__Problem to work on__:
In each of the rows below, replace every "instance" with "object" and leave the rest of each row unchanged.

__Listed records__:
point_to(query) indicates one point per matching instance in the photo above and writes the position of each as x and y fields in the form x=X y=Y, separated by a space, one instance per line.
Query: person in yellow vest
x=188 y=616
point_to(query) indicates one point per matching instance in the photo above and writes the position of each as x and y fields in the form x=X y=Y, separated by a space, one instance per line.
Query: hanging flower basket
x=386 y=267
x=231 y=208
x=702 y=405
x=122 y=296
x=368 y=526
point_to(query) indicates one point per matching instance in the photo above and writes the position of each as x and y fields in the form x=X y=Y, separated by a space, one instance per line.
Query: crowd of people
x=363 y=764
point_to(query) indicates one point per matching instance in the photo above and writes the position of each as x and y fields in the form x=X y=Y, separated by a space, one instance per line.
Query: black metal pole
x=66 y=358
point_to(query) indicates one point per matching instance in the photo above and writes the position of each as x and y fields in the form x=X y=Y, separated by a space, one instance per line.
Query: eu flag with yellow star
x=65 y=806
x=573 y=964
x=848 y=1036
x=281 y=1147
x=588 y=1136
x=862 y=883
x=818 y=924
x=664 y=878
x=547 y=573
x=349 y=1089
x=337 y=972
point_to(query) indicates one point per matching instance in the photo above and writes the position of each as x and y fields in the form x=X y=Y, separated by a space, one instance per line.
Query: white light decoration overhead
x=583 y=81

__Reply to the exercise__:
point_to(query) indicates one point per matching object in the photo above and writes the position of each as x and y fields in the form x=X y=Y, separated by a space, one object per line.
Query: person in yellow vest
x=188 y=616
point_to(query) indicates one point per matching object in the photo above and writes the position of each as x and y fields in the form x=X y=Y, separated by a space, one object per line.
Query: hanging flower basket
x=386 y=267
x=231 y=208
x=702 y=405
x=122 y=296
x=368 y=526
point_to(query) indicates one point per matching object in the photo above and writes the position of each as x and y fields in the form x=X y=Y, separated by a space, one object per line.
Query: crowd of people
x=363 y=764
point_to(query) indicates one point per matching object in the photo above and writes the position of each as x and y fields in the form x=X y=Y, separated by a space, one object per line.
Query: black metal pole
x=66 y=358
point_to(query) indicates one point per matching object in the photo above and writes the position of each as x and y fields in the form x=X y=Y, separated by a space, one object per line.
Query: eu flag with yellow star
x=65 y=806
x=573 y=964
x=848 y=1036
x=281 y=1147
x=588 y=1136
x=862 y=883
x=818 y=924
x=664 y=878
x=547 y=573
x=349 y=1089
x=337 y=972
point_to(query) indicates one point per matching object in the photo above and writes the position of each as x and y fields in the form x=X y=Y, separated by a space, one object per line.
Query: white light decoration overhead
x=583 y=81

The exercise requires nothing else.